→ **Tasks for this exercise**:
1 – Reproduce verbatim the stretch of the EEG monitoring passage from "If the visual" through "of raw tracings.".
2 – Answer these from the EEG monitoring passage:
(a) What happens to the raw tracings if the amplitude is set too high?
(b) Is EEG training part of the standard residency curriculum?
(c) Who provided examples of EEG displays with different parameters?

→ **Document section**:
[Start of Attachment]
If the visual burst suppression is not aligning with the other factors, another crucial thing to consider is whether the settings are misrepresenting the patient’s neurological status––particularly EEG amplitude. Not knowing how parameter settings change the visual appearance of EEG can cause confusion. If the amplitude is set too high, then the raw tracings appear to flatten and can be confused for burst suppression (Figure 3B). This portrays how changes due to settings can be misleading for the reader if the amplitude is not factored in when analyzing the raw EEG tracings. Note that changing the settings does not change the PSI or BIS, only the visual appearance of raw tracings.
Future Directions
EEG monitors are becoming more common in operating rooms; we can expect increased use during anesthesia. Despite the tremendous potential value they bring to perioperative care, various issues limit their use. EEG training is not part of the standard curriculum of residency training. The lack of training is a gap, as providers all have different levels of understanding of how to use the monitors and which measures to look at.
We presented examples of how visual analysis of raw EEG tracings can change depending on the monitor settings and how these settings can be adjusted to reflect a picture of the CNS function in real-time. Importantly, raw EEG should be visually analyzed to assess for burst suppression, as often the processed EEG indices (i.e., PSI, BIS) may only provide part of the picture. Educating anesthesia providers about interpreting raw and processed EEG monitor information and common pitfalls would ultimately allow anesthesia providers to become more proficient in interpreting and applying the data obtained from EEG monitors in conjunction with the clinical picture. In the coming years, we will continue learning about the different brain activity patterns under anesthesia using EEG modalities. Understanding how to make changes in anesthetics based on these patterns would allow us to use the information to change clinical care and potentially improve surgical outcomes.
Acknowledgements: The authors thank Matthias Kreuzer, Ph.D. for providing examples of EEG displays with different parameters.
[End of Attachment]
→ **Input data**:
[Start of Attachment]
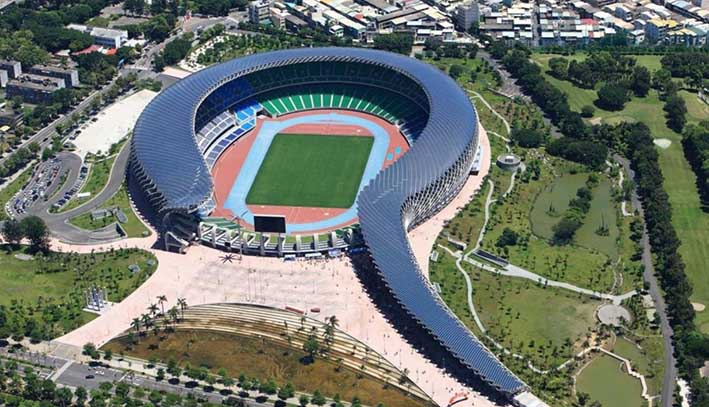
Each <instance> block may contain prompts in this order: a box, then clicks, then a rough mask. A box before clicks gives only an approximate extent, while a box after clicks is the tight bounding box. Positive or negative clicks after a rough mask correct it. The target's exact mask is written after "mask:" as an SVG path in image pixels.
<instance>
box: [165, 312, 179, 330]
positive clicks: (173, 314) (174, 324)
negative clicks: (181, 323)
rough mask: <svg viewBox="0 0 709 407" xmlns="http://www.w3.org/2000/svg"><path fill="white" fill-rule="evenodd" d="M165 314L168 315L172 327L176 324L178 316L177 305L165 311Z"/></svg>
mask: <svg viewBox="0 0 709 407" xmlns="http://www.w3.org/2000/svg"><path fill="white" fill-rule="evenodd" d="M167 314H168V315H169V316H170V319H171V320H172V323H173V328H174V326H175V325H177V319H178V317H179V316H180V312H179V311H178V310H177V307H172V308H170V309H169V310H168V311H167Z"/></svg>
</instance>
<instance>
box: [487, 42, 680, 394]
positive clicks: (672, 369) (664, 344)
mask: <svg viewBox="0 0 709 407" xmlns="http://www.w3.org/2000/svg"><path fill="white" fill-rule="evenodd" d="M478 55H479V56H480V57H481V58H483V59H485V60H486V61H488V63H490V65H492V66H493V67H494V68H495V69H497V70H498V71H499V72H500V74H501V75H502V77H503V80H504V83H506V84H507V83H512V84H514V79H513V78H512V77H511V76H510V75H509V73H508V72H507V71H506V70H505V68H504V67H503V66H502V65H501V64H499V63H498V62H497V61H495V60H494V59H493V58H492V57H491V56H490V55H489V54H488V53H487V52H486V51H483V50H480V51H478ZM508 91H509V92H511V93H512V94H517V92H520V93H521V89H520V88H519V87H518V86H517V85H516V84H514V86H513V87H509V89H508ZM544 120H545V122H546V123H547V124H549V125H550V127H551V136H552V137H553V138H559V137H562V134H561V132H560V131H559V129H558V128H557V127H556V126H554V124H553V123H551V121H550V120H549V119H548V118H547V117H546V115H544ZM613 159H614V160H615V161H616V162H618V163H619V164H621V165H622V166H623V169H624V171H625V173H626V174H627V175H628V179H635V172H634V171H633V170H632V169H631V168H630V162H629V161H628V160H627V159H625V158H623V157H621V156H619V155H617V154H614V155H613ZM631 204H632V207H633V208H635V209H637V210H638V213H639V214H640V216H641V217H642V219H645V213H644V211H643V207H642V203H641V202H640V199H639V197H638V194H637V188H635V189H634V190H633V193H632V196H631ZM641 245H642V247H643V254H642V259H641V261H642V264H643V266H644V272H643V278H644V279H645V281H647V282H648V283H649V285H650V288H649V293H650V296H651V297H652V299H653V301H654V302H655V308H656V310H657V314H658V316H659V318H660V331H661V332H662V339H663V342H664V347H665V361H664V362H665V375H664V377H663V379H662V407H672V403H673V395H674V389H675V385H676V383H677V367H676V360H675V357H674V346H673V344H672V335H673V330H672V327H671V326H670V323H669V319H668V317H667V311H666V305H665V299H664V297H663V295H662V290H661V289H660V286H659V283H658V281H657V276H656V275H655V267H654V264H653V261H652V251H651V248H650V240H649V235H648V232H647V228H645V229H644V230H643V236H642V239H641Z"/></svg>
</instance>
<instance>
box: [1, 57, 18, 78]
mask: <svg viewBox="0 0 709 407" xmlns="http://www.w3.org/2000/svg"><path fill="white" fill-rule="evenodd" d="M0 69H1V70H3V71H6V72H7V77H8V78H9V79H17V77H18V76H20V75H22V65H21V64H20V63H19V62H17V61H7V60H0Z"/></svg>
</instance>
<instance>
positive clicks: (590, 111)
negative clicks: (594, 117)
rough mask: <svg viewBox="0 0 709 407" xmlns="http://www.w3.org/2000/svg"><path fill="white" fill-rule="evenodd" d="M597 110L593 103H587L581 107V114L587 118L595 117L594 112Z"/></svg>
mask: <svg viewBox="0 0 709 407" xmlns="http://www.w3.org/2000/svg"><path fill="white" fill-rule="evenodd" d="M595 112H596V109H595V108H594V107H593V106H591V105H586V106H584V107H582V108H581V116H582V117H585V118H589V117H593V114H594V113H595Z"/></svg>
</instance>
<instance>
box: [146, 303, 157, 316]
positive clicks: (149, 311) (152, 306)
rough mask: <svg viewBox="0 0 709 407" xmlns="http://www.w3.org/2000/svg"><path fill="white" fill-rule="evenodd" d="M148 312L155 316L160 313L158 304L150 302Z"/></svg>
[End of Attachment]
→ **Task-by-task results**:
1 –
If the visual burst suppression is not aligning with the other factors, another crucial thing to consider is whether the settings are misrepresenting the patient’s neurological status––particularly EEG amplitude. Not knowing how parameter settings change the visual appearance of EEG can cause confusion. If the amplitude is set too high, then the raw tracings appear to flatten and can be confused for burst suppression (Figure 3B). This portrays how changes due to settings can be misleading for the reader if the amplitude is not factored in when analyzing the raw EEG tracings. Note that changing the settings does not change the PSI or BIS, only the visual appearance of raw tracings.

2 –
(a) They appear to flatten and can be confused for burst suppression.
(b) No.
(c) Matthias Kreuzer, Ph.D.